Format every line of the rows below as a JSON list of strings, one string per line, with blank lines omitted. Leave the pictures out of the list.

** begin **

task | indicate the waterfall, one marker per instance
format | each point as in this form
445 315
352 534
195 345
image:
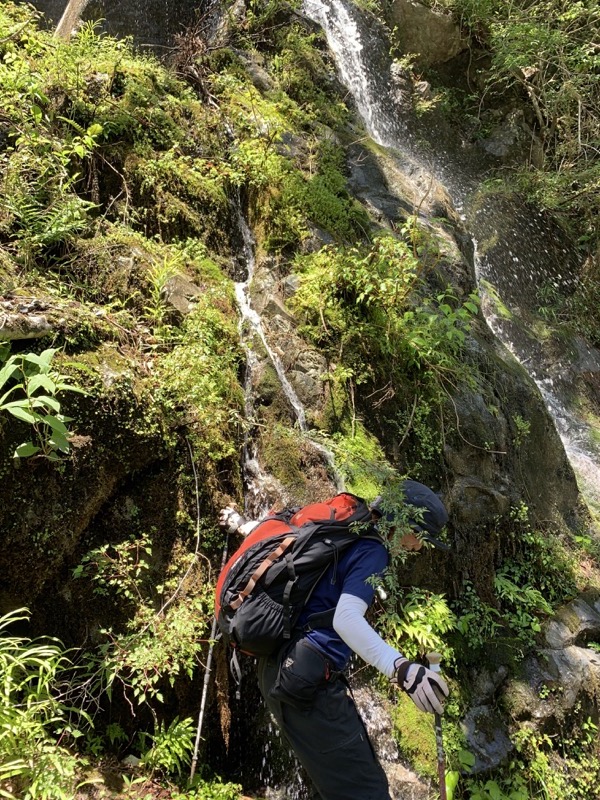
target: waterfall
261 488
361 52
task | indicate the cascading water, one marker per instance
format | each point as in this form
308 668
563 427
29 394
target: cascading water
521 260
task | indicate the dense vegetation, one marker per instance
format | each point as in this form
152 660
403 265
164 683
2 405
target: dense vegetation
121 176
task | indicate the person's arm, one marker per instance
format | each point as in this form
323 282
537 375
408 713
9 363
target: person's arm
350 624
426 689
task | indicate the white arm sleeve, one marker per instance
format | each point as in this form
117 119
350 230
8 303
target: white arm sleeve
349 622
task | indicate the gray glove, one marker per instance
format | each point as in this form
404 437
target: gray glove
230 519
426 689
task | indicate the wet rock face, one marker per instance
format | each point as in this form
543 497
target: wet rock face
434 37
564 674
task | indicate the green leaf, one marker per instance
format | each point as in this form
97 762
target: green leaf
26 449
44 358
8 370
18 411
56 424
41 381
60 442
44 401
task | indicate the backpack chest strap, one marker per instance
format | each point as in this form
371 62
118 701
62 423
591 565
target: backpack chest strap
260 571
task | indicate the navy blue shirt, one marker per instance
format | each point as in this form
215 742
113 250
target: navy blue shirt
354 573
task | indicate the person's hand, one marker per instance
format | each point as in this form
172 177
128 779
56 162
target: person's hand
426 689
230 519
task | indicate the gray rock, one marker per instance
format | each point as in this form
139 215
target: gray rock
487 738
434 37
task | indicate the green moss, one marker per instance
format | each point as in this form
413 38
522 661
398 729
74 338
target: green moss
281 450
360 459
415 734
197 381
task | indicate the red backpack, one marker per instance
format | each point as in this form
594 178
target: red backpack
263 587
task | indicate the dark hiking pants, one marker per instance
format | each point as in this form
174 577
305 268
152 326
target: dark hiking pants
317 716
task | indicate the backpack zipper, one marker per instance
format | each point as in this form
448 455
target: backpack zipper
336 553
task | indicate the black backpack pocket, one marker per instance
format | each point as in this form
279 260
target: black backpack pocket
302 672
257 627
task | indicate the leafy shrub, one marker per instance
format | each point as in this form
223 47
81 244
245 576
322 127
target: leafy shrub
34 764
32 397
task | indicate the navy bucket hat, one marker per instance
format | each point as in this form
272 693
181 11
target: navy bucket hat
433 517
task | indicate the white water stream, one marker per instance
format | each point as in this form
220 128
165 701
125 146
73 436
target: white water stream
359 62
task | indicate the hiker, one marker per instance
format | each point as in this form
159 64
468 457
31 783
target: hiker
304 685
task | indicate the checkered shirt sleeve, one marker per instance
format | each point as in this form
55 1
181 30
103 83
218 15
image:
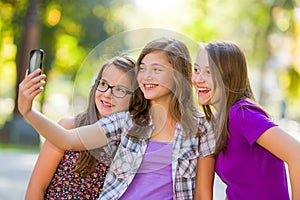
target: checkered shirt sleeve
208 139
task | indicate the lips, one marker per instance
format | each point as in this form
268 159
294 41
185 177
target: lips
150 86
203 90
106 104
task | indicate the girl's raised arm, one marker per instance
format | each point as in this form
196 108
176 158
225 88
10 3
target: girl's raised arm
287 148
87 137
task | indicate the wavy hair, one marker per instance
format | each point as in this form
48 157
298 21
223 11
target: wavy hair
86 162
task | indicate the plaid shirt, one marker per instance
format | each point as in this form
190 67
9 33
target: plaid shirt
129 155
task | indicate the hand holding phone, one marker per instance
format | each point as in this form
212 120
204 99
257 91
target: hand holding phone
36 60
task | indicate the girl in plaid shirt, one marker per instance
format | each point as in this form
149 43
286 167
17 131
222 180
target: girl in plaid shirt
162 136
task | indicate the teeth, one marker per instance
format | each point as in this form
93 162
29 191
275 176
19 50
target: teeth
106 103
203 89
149 85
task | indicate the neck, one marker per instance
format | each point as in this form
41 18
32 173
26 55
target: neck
164 124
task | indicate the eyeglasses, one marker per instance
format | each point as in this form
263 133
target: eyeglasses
117 91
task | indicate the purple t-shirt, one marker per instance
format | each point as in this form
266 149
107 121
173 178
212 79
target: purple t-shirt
249 170
154 177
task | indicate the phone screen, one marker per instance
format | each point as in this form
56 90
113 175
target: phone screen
36 60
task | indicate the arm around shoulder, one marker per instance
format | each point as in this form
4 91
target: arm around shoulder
286 148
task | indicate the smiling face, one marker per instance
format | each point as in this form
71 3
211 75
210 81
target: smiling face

** end **

:: FINISHED TASK ::
[
  "task | indicate the waterfall, one marker per instance",
  "format | each point as in this form",
  "445 315",
  "352 534",
  "195 345",
  "image:",
  "target: waterfall",
  "261 488",
  "361 52",
  "task | indicate the cascading water, one marker per instance",
  "format | each point as in this form",
  "308 668",
  "563 427",
  "29 394",
  "target: cascading water",
  "521 260",
  "task | indicate the dense vegetation, one marker per instance",
  "format | each point as in this form",
  "152 660",
  "403 265",
  "164 683",
  "2 405",
  "target: dense vegetation",
  "121 176",
  "task | indicate the person's arm, one marker per instance",
  "format | each point as in this form",
  "323 282",
  "537 375",
  "408 713",
  "9 363",
  "target: person's arm",
  "350 624",
  "426 689",
  "task | indicate the white arm sleeve, one marker per instance",
  "format | each point as in this form",
  "117 119",
  "350 230",
  "8 303",
  "target: white arm sleeve",
  "349 622",
  "task | indicate the gray glove, one marker per instance",
  "format | each point as in this form",
  "404 437",
  "target: gray glove",
  "230 519",
  "426 689",
  "task | indicate the wet rock face, one marker per instance",
  "format | each point as in this form",
  "543 497",
  "target: wet rock face",
  "434 37",
  "564 674",
  "task | indicate the green leaf, one marker per instance",
  "format | each point as in this form",
  "97 762",
  "target: green leaf",
  "26 449",
  "44 358",
  "8 370",
  "18 411",
  "56 424",
  "41 381",
  "60 442",
  "44 401",
  "task | indicate the backpack chest strap, one marker per instance",
  "format | each point as in this form",
  "371 62",
  "118 701",
  "62 423",
  "591 565",
  "target: backpack chest strap",
  "260 571",
  "task | indicate the navy blue shirt, one marker per instance",
  "format | each point as in this form",
  "215 742",
  "113 250",
  "target: navy blue shirt",
  "354 573",
  "task | indicate the person's hand, one marker per instance",
  "format | each point as in this form",
  "172 177",
  "128 779",
  "56 162",
  "target: person's hand",
  "426 689",
  "230 519",
  "task | indicate the gray rock, one marker per instance",
  "format | each point as in this form",
  "139 215",
  "target: gray rock",
  "487 738",
  "434 37",
  "task | indicate the green moss, one marker per instance",
  "format | each point as in this form",
  "413 38",
  "522 661",
  "398 729",
  "74 338",
  "target: green moss",
  "281 450",
  "360 459",
  "415 734",
  "197 381",
  "task | indicate the red backpack, one marker per instance",
  "format | each point as in this form",
  "594 178",
  "target: red backpack",
  "263 587",
  "task | indicate the dark hiking pants, one marker per instance",
  "format | each point as in this form",
  "174 577",
  "305 268",
  "152 326",
  "target: dark hiking pants",
  "317 716",
  "task | indicate the backpack zipper, one marker per instance",
  "format | each point as in this form",
  "448 455",
  "target: backpack zipper",
  "336 553",
  "task | indicate the black backpack pocket, one marker per instance",
  "format | each point as in this form",
  "279 260",
  "target: black backpack pocket",
  "302 672",
  "257 627",
  "task | indicate the leafy shrub, one marker per instance",
  "format | each point as in this form",
  "223 47",
  "81 244",
  "245 576",
  "322 127",
  "target: leafy shrub",
  "34 764",
  "32 397",
  "task | indicate the navy bucket hat, one marker per instance",
  "format | each point as in this form",
  "272 693",
  "181 11",
  "target: navy bucket hat",
  "433 517",
  "task | indicate the white water stream, one marker per instance",
  "format | each point as in this form",
  "220 128",
  "165 701",
  "125 146",
  "73 436",
  "target: white water stream",
  "359 62",
  "task | indicate the hiker, one marker per instance",
  "format | each point as in this form",
  "159 64",
  "468 457",
  "31 783",
  "target: hiker",
  "304 685",
  "task | indicate the checkered shirt sleeve, one marker per instance",
  "format | each point as in this form",
  "55 1",
  "181 30",
  "103 83",
  "218 15",
  "image:",
  "target: checkered shirt sleeve",
  "208 139",
  "task | indicate the lips, one marker per instance",
  "format | each point as in this form",
  "268 159",
  "294 41",
  "185 177",
  "target: lips",
  "150 86",
  "203 90",
  "106 104",
  "task | indicate the girl's raised arm, one marker per instance",
  "format | each point as in this form",
  "196 108",
  "176 158",
  "225 88",
  "10 3",
  "target: girl's raised arm",
  "287 148",
  "87 137",
  "task | indicate the wavy hair, one marker per instance",
  "format | each point as in this form",
  "48 157",
  "298 21",
  "223 11",
  "target: wavy hair",
  "86 162",
  "task | indicate the plaid shirt, one marker per instance",
  "format | each point as in this form",
  "190 67",
  "9 33",
  "target: plaid shirt",
  "129 155",
  "task | indicate the hand holding phone, one marker per instance",
  "format | each point as in this form",
  "212 120",
  "204 99",
  "257 91",
  "target: hand holding phone",
  "36 60",
  "task | indicate the girl in plaid shirt, one marker per instance",
  "format | each point as in this form",
  "149 43",
  "286 167",
  "17 131",
  "222 180",
  "target: girl in plaid shirt",
  "162 136",
  "task | indicate the teeth, one marker per instance",
  "format | each point as in this form",
  "93 162",
  "29 191",
  "275 176",
  "19 50",
  "target: teeth",
  "106 103",
  "203 89",
  "149 85",
  "task | indicate the neck, one marker per instance",
  "format | each point as in this form",
  "41 18",
  "32 173",
  "26 55",
  "target: neck",
  "164 124",
  "task | indicate the eyeglasses, one marker per instance",
  "format | each point as in this form",
  "263 133",
  "target: eyeglasses",
  "117 91",
  "task | indicate the purple t-shirt, one marker per instance",
  "format | each point as in this form",
  "266 149",
  "107 121",
  "173 178",
  "212 79",
  "target: purple t-shirt",
  "249 170",
  "154 177",
  "task | indicate the phone screen, one marker per instance",
  "format | each point as in this form",
  "56 90",
  "113 175",
  "target: phone screen",
  "36 60",
  "task | indicate the arm around shoulder, one marker per instance",
  "format | each point as in this form",
  "4 91",
  "target: arm around shoulder",
  "286 148",
  "task | indicate the smiling face, one marker per instance",
  "format | each point as in this form",
  "71 3",
  "211 75",
  "210 81",
  "target: smiling face"
]